* Goal 1 *
In the notebook code below, which API version appears in the path given for 'MATCH_URL'?
* Goal 2 *
Say whether each statement agrees with the notebook code below, answering yes or no and quoting the words that decide it: (a) pandas is imported under the name pd; (b) the 'STATIC_BASE' address uses version v1.3 of the static data API; (c) the 'SUMMONER_URL' path uses version v1.4.

Imports

In [2]:
#Omid55
import requests
import pandas as pd
import pickle as pk
import csv
import time
import numpy as np
import random

import seaborn as sns
import matplotlib.pylab as plt
% matplotlib inline

In [3]:
URL = {
    'BASE': 'https://{proxy}.api.pvp.net/api/lol/{region}/{rest}',
    'STATIC_BASE': 'https://global.api.pvp.net/api/lol/static-data/{region}/v1.2/{rest}',
    
    'MATCHLIST_URL': 'v2.2/matchlist/by-summoner/{summonerId}?seasons=SEASON{season}',
    'MATCH_URL': 'v2.2/match/{matchId}',
    'CHAMPION_URL': 'champion/{id}?champData=all',
    'SUMMONER_URL': 'v1.4/summoner/{summonerId}',
    #'SUMMONER_WINS_LOSSES_URL': 'v2.5/league/by-summoner/{summonerId}'  # NOT TRUE (VERY LARGE NUMBERS)

* Items *
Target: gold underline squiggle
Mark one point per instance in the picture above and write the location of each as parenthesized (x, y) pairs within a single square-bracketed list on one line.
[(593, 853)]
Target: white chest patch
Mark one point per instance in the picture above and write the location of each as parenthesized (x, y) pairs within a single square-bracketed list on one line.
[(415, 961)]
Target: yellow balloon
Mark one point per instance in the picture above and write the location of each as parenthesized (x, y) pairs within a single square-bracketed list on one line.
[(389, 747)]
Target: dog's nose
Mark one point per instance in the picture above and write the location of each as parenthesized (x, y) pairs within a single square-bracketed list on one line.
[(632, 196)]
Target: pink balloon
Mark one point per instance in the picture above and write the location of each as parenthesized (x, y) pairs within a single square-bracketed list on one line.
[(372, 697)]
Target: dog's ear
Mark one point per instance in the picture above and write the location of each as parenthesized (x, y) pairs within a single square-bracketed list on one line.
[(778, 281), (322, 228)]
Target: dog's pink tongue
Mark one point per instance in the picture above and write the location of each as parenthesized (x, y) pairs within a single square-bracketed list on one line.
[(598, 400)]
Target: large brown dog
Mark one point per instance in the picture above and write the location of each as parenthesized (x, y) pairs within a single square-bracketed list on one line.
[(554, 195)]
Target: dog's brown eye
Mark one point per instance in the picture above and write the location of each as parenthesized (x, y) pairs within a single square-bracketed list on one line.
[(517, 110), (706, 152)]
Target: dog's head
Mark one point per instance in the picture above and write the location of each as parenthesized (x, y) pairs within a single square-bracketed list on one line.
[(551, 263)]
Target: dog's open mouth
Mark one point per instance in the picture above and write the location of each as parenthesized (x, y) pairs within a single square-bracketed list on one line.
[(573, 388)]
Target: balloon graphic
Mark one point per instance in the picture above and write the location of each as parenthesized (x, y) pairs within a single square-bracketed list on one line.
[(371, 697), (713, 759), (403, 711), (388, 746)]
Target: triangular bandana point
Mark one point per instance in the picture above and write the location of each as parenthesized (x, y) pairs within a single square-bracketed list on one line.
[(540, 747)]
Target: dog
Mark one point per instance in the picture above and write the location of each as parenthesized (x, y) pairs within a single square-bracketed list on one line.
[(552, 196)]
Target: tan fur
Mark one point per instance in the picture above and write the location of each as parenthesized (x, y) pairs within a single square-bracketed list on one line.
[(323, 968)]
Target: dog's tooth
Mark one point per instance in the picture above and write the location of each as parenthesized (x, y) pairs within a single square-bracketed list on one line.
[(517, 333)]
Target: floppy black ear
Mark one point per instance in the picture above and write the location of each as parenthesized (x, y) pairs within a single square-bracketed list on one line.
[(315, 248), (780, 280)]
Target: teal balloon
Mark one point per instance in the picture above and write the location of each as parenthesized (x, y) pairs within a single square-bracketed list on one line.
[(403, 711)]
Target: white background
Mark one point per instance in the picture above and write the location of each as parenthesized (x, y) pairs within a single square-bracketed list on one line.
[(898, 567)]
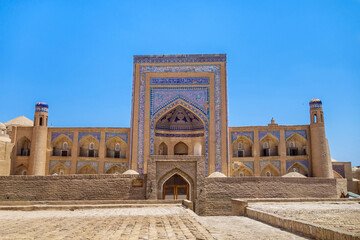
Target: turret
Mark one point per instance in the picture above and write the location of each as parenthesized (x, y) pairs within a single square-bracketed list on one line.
[(321, 161), (39, 138)]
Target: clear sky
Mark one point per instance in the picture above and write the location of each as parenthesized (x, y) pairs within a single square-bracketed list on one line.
[(77, 57)]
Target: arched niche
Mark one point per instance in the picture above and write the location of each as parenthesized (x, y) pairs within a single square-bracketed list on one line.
[(87, 169), (296, 145), (269, 171), (181, 149), (269, 145), (89, 147), (242, 171), (59, 169), (23, 147), (115, 169), (163, 150), (116, 148), (297, 167), (242, 147), (61, 146), (178, 124)]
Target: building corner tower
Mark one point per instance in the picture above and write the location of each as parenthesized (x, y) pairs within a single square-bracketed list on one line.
[(321, 161), (39, 138)]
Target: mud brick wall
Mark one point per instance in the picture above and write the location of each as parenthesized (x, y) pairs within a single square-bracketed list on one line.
[(220, 191), (71, 187)]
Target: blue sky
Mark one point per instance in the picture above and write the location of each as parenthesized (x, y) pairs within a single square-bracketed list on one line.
[(77, 57)]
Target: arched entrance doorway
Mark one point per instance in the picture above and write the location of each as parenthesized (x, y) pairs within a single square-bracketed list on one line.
[(176, 188)]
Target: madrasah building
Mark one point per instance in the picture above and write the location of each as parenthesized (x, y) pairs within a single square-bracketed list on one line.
[(179, 134)]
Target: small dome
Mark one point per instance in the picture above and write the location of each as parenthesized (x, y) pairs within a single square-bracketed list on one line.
[(41, 104), (216, 174)]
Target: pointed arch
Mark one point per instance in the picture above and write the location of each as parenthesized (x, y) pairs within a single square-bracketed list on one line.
[(242, 171), (171, 173), (59, 169), (58, 146), (115, 169), (181, 149), (112, 152), (246, 147), (87, 169), (298, 167), (23, 146), (84, 146), (269, 170), (269, 145)]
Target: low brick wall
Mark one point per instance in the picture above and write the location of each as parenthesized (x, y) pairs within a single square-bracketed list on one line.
[(220, 191), (72, 187)]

* Worked answer 1 *
v2.2

* Worked answer 2 *
(a) Yes: "import pandas as pd"
(b) No: "static-data/{region}/v1.2/{rest}"
(c) Yes: "'SUMMONER_URL': 'v1.4/summoner/{summonerId}'"